_Activity_
Copy the entries out again in full.

_Extracted material_
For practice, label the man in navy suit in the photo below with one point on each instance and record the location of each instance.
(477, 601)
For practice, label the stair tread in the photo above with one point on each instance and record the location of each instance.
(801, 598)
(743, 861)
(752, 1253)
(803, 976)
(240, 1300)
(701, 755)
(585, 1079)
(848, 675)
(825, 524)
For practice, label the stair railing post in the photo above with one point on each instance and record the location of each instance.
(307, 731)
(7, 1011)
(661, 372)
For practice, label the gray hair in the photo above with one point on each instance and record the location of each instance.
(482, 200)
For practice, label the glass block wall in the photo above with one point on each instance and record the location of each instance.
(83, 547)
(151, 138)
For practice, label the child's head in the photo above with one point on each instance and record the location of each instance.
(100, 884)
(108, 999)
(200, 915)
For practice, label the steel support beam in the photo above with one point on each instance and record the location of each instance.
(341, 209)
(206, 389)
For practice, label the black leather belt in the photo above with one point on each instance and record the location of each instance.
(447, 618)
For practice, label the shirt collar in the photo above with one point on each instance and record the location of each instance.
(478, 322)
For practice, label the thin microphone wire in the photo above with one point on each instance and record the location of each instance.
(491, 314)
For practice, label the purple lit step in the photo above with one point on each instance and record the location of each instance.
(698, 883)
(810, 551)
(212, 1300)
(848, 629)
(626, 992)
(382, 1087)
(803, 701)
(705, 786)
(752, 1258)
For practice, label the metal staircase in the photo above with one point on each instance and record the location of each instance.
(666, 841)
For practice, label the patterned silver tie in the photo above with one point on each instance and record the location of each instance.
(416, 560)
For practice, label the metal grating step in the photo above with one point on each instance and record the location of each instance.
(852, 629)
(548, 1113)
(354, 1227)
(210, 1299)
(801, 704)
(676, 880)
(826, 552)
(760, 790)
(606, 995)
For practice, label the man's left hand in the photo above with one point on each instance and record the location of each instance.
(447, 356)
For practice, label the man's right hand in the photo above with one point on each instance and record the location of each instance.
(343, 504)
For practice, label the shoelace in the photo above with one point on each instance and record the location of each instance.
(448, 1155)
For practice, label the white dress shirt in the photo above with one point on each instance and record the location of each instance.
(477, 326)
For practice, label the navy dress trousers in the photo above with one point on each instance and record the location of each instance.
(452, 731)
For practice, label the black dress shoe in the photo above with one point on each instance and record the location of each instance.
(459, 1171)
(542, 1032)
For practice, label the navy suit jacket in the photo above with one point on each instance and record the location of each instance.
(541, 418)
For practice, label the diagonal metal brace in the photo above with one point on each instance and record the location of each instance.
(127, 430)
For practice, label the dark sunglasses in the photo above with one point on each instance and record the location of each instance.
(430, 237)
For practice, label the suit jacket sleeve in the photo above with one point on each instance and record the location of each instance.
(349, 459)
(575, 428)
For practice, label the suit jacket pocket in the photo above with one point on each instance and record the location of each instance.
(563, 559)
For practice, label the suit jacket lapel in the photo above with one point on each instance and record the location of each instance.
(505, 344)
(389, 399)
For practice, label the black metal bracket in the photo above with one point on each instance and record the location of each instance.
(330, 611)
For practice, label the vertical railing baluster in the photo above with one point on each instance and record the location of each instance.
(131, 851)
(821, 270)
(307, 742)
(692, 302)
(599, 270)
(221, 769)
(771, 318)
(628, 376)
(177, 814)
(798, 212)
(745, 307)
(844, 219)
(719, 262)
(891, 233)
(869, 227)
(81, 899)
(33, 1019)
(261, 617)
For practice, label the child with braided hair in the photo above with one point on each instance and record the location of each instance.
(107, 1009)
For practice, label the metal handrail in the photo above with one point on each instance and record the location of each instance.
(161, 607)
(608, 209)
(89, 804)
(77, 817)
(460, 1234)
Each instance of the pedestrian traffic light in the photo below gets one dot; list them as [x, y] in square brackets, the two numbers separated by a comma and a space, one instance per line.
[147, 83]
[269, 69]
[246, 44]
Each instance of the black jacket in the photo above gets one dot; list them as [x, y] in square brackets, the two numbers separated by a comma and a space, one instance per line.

_Answer to the problem_
For practice, label the man in navy suit in the photo below with one point on each instance and record the location of each instance.
(477, 601)
For practice, label the stair tread in the photo above with one point on each instance and record the location of each instance.
(801, 598)
(743, 861)
(752, 1253)
(803, 976)
(240, 1300)
(701, 755)
(585, 1079)
(848, 675)
(825, 524)
For practice, label the stair railing post in the photo above with one point on each instance and record the location of each instance.
(307, 731)
(7, 1011)
(661, 372)
For practice, label the gray hair in the photo above with one point on each instance and record the location of each instance.
(482, 200)
For practice, label the glass block wall in the photo above with one point on each instance and record the location of each instance.
(83, 547)
(151, 138)
For practice, label the child's head in the photo above with one point on each instance and record the location of each instance.
(100, 884)
(108, 999)
(200, 915)
For practice, label the steel support beam in the photo above with one point on each instance and record the location of each instance.
(341, 209)
(206, 389)
For practice, label the black leather belt in the photo above with one point on each instance and record the location of each instance.
(447, 618)
For practice, label the shirt collar in the photo above with one point on each instance and record the location of each instance.
(478, 322)
For practice, label the thin microphone wire in the photo above with one point on each instance and record the location of each instance.
(491, 314)
For practice, label the purple lit step in the photo above with one point on each instance and record the location of each instance.
(698, 883)
(810, 551)
(212, 1300)
(848, 629)
(626, 992)
(382, 1087)
(803, 701)
(705, 786)
(752, 1258)
For practice, label the metal staircase in the photo above with one point on each instance and record the location of each instance.
(666, 841)
For practice, label the patterned silver tie in the photo above with one point on each instance and record the location of each instance.
(416, 560)
For practice, label the metal grating step in the photo above with one point on each instance and record the location of each instance.
(852, 629)
(548, 1113)
(354, 1227)
(210, 1299)
(801, 704)
(676, 880)
(826, 552)
(760, 790)
(606, 995)
For practice, label the man's left hand in the photo above with one point on each instance and record the location of each instance.
(447, 356)
For practice, label the man's right hand in the photo above with one point on each instance and record the location of each instance.
(343, 504)
For practice, label the shoelace in the photo above with one point on each instance and record the location of each instance.
(448, 1155)
For practice, label the white dress shirt in the photo above with one point on each instance and record the location of each instance.
(477, 326)
For practice, label the navy dress trousers in the photo above with one point on each instance and record the location of each instance.
(452, 731)
For practice, label the black dress shoe in the photo above with one point on each instance and record the location of each instance.
(459, 1171)
(542, 1032)
For practice, label the navy suit jacket in the photo above with one point on each instance and record the location of each instance.
(541, 418)
For practice, label the diagonal metal brace in the photo above with one point on each instance and record the location of each instance.
(127, 430)
For practice, label the dark sunglasses in the photo above with one point on each instance and record the location of each instance.
(430, 237)
For practice, label the suit jacket sleeve in the photo above with one point on each instance and record the location of each instance.
(349, 459)
(575, 428)
For practice, label the suit jacket pocket in the photo above with one point on each instance and record the location of each instance.
(563, 559)
For practice, label the suit jacket lapel in the photo above with one point on each instance and record the location of each instance.
(505, 344)
(389, 399)
For practice, label the black metal bracket in the photo above with one point on each instance and record the location of each instance.
(330, 611)
For practice, label the vertical railing baluster in the photo above with one point on each instance and record the location of each instance.
(131, 851)
(821, 270)
(307, 742)
(692, 302)
(599, 270)
(221, 769)
(771, 318)
(628, 376)
(177, 814)
(798, 212)
(745, 307)
(844, 219)
(719, 262)
(891, 233)
(869, 227)
(81, 899)
(33, 1019)
(261, 617)
For practice, label the child with braided hair in the photo above with one point on each instance and record the location of each instance.
(107, 1009)
For practice, label the metal handrail in the photo above with one point on each instance and record the location of each instance.
(161, 607)
(608, 209)
(89, 804)
(77, 817)
(460, 1234)
Each instance of the pedestrian traffic light in the photo below gets one dot; list them as [x, y] in square brackets, the two numbers separated by a comma and a space, one instance per line.
[147, 83]
[269, 69]
[246, 44]
Each instance of the black jacket in the photo above gets one dot; list them as [x, y] in square brackets, the two numbers separated by a comma and a space, one instance per line.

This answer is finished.